■ REQUIREMENTS ■
Reproduce all of the material below verbatim, line for line, omitting the pictures.

■ SUPPLIED ENTRIES ■
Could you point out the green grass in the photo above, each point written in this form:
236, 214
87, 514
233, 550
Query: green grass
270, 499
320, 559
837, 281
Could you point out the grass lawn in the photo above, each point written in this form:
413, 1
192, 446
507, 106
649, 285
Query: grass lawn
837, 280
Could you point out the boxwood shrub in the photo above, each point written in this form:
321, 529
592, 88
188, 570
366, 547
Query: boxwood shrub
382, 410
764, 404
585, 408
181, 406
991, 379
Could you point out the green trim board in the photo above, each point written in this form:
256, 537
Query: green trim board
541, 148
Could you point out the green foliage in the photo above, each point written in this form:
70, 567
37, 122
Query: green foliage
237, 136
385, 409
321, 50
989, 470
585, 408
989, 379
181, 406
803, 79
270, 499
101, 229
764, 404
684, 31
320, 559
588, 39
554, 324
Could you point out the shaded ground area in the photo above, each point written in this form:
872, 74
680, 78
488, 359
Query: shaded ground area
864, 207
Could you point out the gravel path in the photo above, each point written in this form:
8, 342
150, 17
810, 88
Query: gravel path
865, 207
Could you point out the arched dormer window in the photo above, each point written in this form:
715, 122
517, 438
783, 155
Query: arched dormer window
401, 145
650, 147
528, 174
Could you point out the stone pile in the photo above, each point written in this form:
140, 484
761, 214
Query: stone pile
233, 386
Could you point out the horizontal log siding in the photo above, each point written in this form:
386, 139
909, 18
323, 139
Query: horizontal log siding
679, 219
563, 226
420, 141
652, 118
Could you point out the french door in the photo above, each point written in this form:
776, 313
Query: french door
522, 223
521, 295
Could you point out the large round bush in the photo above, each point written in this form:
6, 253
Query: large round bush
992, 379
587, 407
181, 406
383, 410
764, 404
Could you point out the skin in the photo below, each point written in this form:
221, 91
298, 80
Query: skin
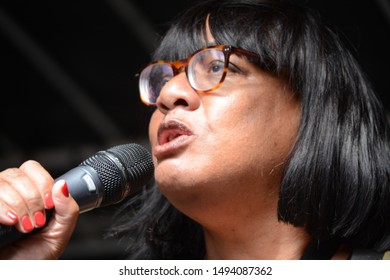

■ THE COMPLETED TASK ■
Could you point out the green grass in the photo above, each point written in this form:
236, 214
87, 514
233, 550
Query: green grass
270, 499
320, 559
837, 281
Could you point out the grass lawn in the photo above, each point written in this form:
413, 1
192, 446
507, 106
649, 285
Query: grass lawn
837, 280
Could you point out the boxwood shrub in the photo above, each point written in this form:
321, 529
592, 88
188, 570
366, 547
Query: boxwood shrub
382, 410
764, 404
585, 408
181, 406
991, 379
Could you point out the green trim board in the photo above, each point written in this form:
256, 537
Query: green trim board
541, 148
Could you point out the green foliage in the photo above, each point written in this form:
70, 567
37, 122
Query: green foliage
237, 136
385, 409
321, 50
989, 470
585, 408
989, 379
181, 406
803, 79
270, 499
101, 229
764, 404
684, 31
320, 559
588, 39
554, 324
Could you point out the shaded ground area in the photo above, each point written in this form:
872, 74
680, 78
488, 359
Query: shaded ground area
864, 207
Could you point out the gravel path in the photo above, each point written in this form:
8, 342
150, 17
810, 88
Query: gravel path
865, 207
Could you point out the arched dormer window in the photo above, each point written in this form:
715, 122
517, 438
783, 155
Query: arched dormer window
401, 145
650, 147
528, 174
Could you point out the stone pile in the photo above, each point written in this form:
140, 484
761, 214
Query: stone pile
233, 386
Could you point out the horizontal log siding in the photo above, each point written in this form:
386, 139
909, 18
323, 139
Query: horizontal log siding
679, 219
563, 226
420, 141
652, 118
Could you point out the french door in the photo above, each point written in this form:
776, 313
Query: french door
522, 223
521, 295
Could you point out the large round bush in the photo above, each point written in this form:
6, 253
Query: large round bush
992, 379
587, 407
181, 406
383, 410
764, 404
Could you point out the skin in the photo below, each point written in this form:
221, 91
298, 80
Query: skin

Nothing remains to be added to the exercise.